■ **Dataset excerpts**:
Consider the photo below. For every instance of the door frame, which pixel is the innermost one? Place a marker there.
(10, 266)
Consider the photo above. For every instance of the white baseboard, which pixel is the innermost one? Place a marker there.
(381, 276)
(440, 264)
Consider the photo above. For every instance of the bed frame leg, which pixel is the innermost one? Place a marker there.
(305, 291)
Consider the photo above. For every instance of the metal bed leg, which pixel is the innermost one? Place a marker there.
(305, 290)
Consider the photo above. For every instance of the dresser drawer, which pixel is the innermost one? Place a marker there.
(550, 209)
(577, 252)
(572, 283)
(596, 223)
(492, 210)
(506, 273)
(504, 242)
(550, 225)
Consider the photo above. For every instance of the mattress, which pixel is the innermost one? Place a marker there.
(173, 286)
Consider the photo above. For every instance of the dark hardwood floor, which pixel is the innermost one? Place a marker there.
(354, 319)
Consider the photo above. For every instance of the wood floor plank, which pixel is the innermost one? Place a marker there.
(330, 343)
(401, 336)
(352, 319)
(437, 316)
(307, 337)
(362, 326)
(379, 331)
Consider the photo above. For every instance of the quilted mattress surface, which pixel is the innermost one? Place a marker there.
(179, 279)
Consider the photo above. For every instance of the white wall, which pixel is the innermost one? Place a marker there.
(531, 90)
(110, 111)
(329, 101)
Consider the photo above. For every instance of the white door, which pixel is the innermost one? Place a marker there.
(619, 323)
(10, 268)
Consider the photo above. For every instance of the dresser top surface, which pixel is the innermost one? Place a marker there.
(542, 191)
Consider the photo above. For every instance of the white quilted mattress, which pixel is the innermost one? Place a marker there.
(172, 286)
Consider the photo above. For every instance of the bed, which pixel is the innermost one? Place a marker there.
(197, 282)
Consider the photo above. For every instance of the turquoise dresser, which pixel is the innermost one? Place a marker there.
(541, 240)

■ **What is expected**: Reproduce verbatim every line of the material, from the line containing "Consider the photo above. For every instance of the dark" through the last line of the material, including both of those lines.

■ **Solution to this task**:
Consider the photo above. For every instance of the dark hardwood floor, which pixel is the innermost one? Place a marker there.
(354, 319)
Consider the photo above. For every instance of the wood floor plank, which pixel is the innermost one? Place a marker there.
(330, 343)
(401, 336)
(352, 319)
(437, 316)
(307, 337)
(362, 326)
(379, 331)
Consider the photo above. For every instance of the quilted mattress surface, which pixel is the innermost one? Place a marker there.
(179, 279)
Consider the photo above. For every instance of the white wall, which pixel is the innermost one? Place a marker there.
(531, 90)
(110, 111)
(329, 101)
Consider the photo above. For every instance of the white door, which pixel is the innermost one? Place a marker there.
(619, 323)
(10, 268)
Consider the photo above. For every instance of the dresser top surface, which pixel is the innermost one? Place a marker there.
(542, 191)
Consider the photo above. For every instance of the white quilted mattress, which pixel is the innermost one? Place a marker there.
(172, 286)
Consider the photo above. For every instance of the bed, which pixel is the innermost one? Place a marker there.
(197, 282)
Consider the photo above. For every instance of the turquoise dresser, which pixel is the innermost one? Place a marker there.
(541, 240)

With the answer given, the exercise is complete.